Alıştırma görevi 1. Metinde, tevbe edip nefslerini ıslah edenlerden söz edilirken Allah nasıl nitelenir?

Metin.
بِسۡمِ ٱللَّهِ ٱلرَّحۡمَٰنِ ٱلرَّحِيمِ

أُوْلَٰٓئِكَ جَزَآؤُهُمۡ أَنَّ عَلَيۡهِمۡ لَعۡنَةَ ٱللَّهِ وَٱلۡمَلَٰٓئِكَةِ وَٱلنَّاسِ أَجۡمَعِينَ ٨٧

Muhakkak, Allahın, meleklerin, bütün insanların lâ'neti onların tepesine. İşte onlar, onların cezaları!

– Hasan Basri Çantay

خَٰلِدِينَ فِيهَا لَا يُخَفَّفُ عَنۡهُمُ ٱلۡعَذَابُ وَلَا هُمۡ يُنظَرُونَ ٨٨

Onlar bunun (bu lâ'netin ve cehennemin) içinde ebedî kalıcıdırlar. Kendilerinden ne azâb hafifletilir, ne de onlara (yüzlerine, suratlarına) bakılır.

– Hasan Basri Çantay

إِلَّا ٱلَّذِينَ تَابُواْ مِنۢ بَعۡدِ ذَٰلِكَ وَأَصۡلَحُواْ فَإِنَّ ٱللَّهَ غَفُورٞ رَّحِيمٌ ٨٩

Bundan sonra tevbe (ve rücu) ve (nefslerini) ıslah edenler müstesna. Çünkü Allah cidden (kusurları) örten, çok esirgeyendir.

– Hasan Basri Çantay

إِنَّ ٱلَّذِينَ كَفَرُواْ بَعۡدَ إِيمَٰنِهِمۡ ثُمَّ ٱزۡدَادُواْ كُفۡرٗا لَّن تُقۡبَلَ تَوۡبَتُهُمۡ وَأُوْلَٰٓئِكَ هُمُ ٱلضَّآلُّونَ ٩٠

Hakıykat, îmanlarının arkasından küfretmiş, sonra da küfrünü artırmış olanların tevbeleri asla kabul olunmaz. İşte onlar sapıkların ta kendileridir.

– Hasan Basri Çantay

إِنَّ ٱلَّذِينَ كَفَرُواْ وَمَاتُواْ وَهُمۡ كُفَّارٞ فَلَن يُقۡبَلَ مِنۡ أَحَدِهِم مِّلۡءُ ٱلۡأَرۡضِ ذَهَبٗا وَلَوِ ٱفۡتَدَىٰ بِهِۦٓۗ أُوْلَٰٓئِكَ لَهُمۡ عَذَابٌ أَلِيمٞ وَمَا لَهُم مِّن نَّٰصِرِينَ ٩١

Hakıykat, küfredenler ve kendileri kâfir olarak ölenler (yok mu?) onlardan hiç birinin (bilfarz) yer yüzünü dolduracak mıkdardaki altını dahi — onu feda etse — kat'iyyen makbul olmaz. İşte onlar! Pek acıklı bir azâb onların (hakkı) dır. Kendilerinin hiç bir yardımcıları da yokdur.

(İşaretleme veri kümesinden satırlar)
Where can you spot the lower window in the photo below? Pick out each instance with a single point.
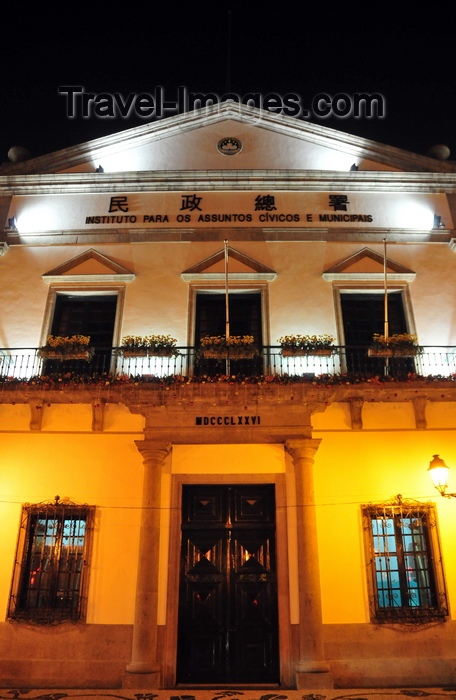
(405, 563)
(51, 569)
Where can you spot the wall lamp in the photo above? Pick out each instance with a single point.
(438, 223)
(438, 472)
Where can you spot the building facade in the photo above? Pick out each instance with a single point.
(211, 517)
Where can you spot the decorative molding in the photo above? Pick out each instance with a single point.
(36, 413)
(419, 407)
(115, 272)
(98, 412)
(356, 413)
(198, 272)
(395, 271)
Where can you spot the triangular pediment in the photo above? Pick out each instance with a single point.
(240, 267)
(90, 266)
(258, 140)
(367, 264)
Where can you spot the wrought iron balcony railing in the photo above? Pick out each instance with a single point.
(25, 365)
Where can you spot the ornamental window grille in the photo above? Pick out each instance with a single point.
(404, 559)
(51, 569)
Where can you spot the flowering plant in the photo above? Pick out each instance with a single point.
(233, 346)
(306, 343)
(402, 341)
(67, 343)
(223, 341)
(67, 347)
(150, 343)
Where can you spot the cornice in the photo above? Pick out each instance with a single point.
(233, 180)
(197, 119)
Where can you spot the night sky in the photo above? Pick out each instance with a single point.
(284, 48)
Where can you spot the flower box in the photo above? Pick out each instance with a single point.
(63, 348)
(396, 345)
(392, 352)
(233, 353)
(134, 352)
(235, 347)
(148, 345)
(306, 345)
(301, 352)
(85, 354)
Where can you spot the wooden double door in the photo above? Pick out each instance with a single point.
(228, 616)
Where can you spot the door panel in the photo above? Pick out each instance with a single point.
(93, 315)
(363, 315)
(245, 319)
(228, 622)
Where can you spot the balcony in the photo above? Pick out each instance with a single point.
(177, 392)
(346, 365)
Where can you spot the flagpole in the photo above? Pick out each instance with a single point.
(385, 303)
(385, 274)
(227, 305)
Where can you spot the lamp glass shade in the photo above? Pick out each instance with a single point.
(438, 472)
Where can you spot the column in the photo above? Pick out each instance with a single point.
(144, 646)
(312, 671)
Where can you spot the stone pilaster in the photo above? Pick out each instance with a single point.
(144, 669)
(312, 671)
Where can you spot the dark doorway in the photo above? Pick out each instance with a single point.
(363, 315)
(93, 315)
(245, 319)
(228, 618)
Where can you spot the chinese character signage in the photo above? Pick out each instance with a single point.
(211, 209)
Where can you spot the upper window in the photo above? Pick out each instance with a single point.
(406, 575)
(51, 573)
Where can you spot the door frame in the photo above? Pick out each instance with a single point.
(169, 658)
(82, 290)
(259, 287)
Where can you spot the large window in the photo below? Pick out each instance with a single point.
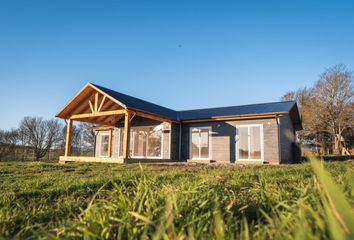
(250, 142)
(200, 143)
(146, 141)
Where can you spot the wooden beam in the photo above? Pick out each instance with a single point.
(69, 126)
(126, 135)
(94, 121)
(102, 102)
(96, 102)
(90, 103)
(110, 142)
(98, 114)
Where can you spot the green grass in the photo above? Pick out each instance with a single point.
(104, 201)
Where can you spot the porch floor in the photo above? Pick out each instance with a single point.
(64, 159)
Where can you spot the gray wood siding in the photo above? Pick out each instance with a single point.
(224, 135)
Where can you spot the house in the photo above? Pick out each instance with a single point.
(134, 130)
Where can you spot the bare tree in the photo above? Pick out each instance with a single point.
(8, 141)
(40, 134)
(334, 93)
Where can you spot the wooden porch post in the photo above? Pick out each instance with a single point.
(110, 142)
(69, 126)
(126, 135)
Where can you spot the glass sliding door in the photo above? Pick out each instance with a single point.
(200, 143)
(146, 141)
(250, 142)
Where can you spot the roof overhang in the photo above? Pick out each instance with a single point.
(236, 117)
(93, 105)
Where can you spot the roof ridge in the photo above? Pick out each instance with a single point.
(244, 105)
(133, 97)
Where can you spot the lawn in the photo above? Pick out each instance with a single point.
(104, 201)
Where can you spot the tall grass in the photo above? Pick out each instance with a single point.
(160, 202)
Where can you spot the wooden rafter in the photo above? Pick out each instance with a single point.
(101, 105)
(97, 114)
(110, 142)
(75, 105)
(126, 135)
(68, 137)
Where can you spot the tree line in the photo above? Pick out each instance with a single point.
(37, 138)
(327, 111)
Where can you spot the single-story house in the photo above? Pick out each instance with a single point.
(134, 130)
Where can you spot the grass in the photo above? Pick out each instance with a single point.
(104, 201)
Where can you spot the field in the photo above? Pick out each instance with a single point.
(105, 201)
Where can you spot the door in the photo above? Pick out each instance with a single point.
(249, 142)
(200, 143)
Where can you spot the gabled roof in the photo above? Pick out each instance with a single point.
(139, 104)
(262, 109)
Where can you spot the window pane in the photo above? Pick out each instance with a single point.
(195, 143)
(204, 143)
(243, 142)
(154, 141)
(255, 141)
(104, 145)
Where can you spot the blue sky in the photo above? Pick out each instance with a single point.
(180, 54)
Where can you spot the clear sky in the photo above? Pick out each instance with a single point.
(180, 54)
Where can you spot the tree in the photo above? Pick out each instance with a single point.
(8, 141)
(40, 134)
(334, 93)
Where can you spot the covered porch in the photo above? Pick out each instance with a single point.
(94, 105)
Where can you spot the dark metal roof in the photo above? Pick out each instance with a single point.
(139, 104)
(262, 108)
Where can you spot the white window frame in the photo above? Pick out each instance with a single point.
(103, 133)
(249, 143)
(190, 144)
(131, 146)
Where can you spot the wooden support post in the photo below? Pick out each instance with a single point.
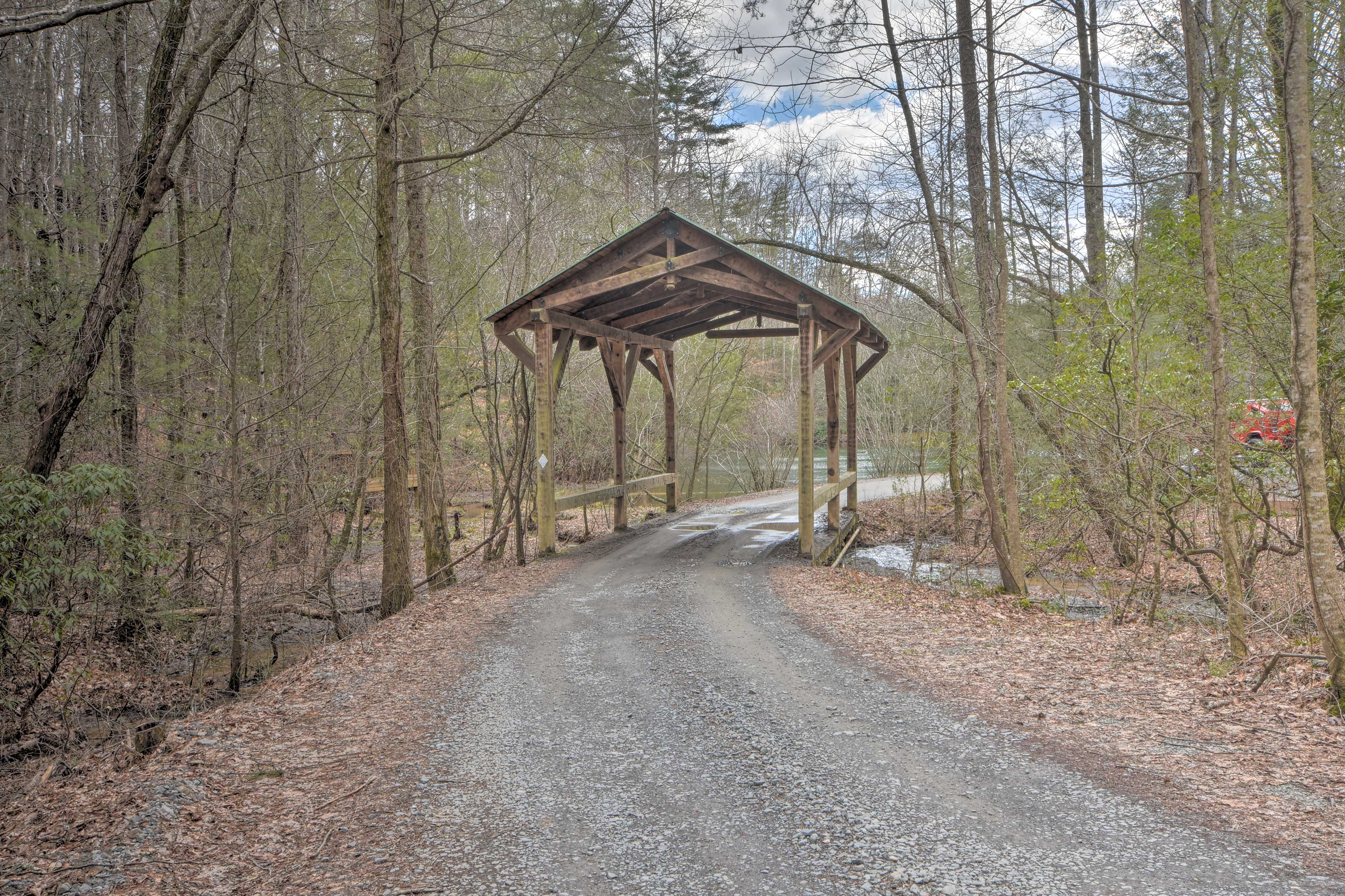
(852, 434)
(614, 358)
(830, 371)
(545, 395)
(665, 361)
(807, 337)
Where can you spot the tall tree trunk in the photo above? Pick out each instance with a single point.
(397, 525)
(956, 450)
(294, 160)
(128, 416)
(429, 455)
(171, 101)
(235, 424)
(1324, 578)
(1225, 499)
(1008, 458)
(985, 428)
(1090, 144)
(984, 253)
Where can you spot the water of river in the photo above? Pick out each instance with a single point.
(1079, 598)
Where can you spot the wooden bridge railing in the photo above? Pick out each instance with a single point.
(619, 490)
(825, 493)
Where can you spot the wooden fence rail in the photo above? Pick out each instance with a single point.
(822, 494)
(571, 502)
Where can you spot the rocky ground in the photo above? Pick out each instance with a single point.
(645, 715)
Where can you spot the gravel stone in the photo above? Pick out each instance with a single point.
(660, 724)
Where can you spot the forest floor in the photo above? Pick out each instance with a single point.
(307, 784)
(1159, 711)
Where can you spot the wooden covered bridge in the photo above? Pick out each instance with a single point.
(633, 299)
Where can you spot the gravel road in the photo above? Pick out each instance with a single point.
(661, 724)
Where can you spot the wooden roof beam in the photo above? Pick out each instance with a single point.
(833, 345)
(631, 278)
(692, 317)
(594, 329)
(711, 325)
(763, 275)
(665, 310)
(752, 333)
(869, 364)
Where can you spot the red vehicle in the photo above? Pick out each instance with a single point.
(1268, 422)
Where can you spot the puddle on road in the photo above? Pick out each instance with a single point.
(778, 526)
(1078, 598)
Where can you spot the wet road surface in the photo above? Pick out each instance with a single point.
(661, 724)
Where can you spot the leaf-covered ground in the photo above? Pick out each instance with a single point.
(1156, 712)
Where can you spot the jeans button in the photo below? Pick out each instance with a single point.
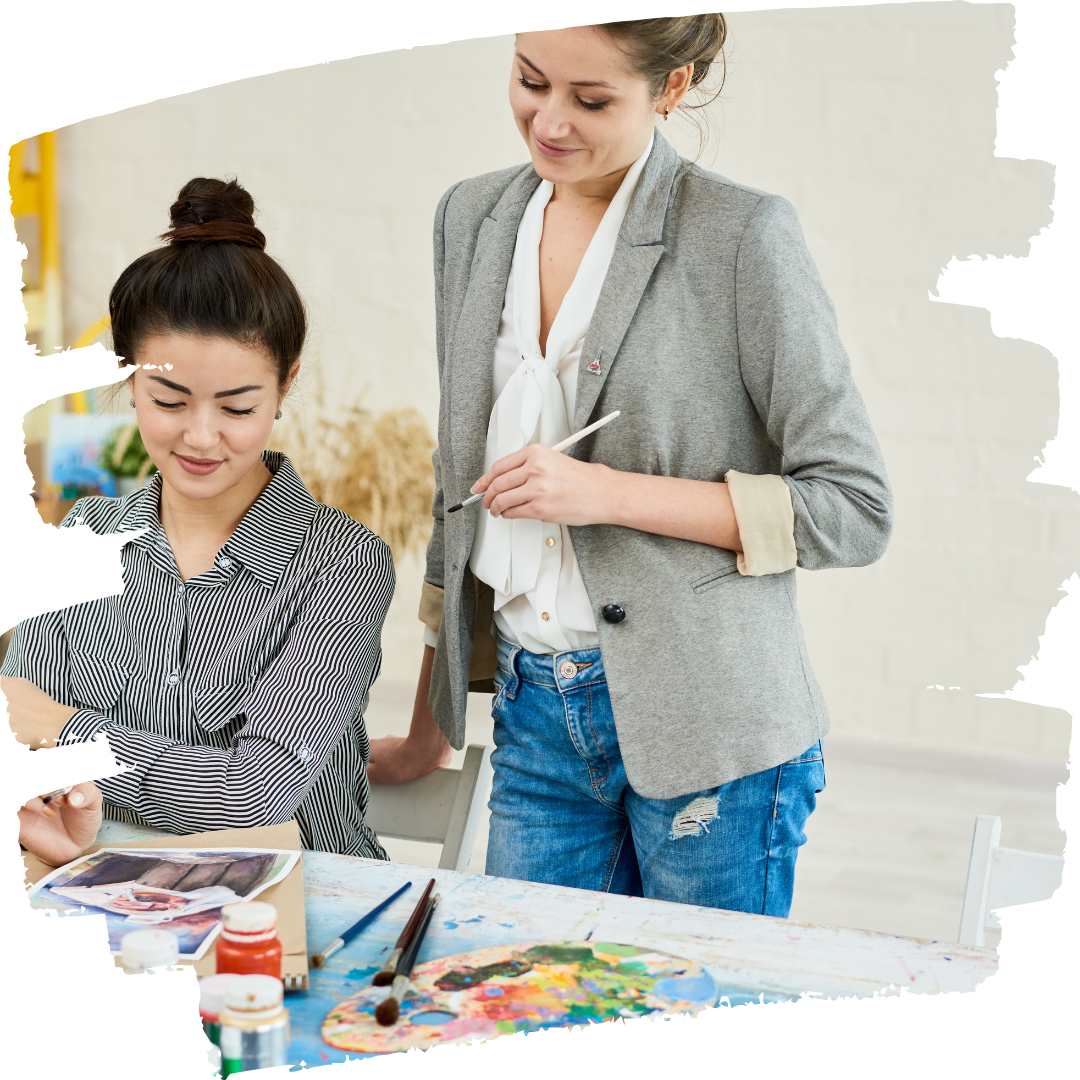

Alıştırma görevi 2. Kayıtlarda "gravel" kelimesini içeren her satırı seçip kopyalayın. Büyük-küçük harf ayrımı dikkate alınır.

Alıştırma çıktısı 1. Allah cidden (kusurları) örten, çok esirgeyendir.

Alıştırma çıktısı 2.
Where can you spot the gravel stone in the photo above? Pick out each instance with a single point.
Where can you spot the gravel road in the photo above? Pick out each instance with a single point.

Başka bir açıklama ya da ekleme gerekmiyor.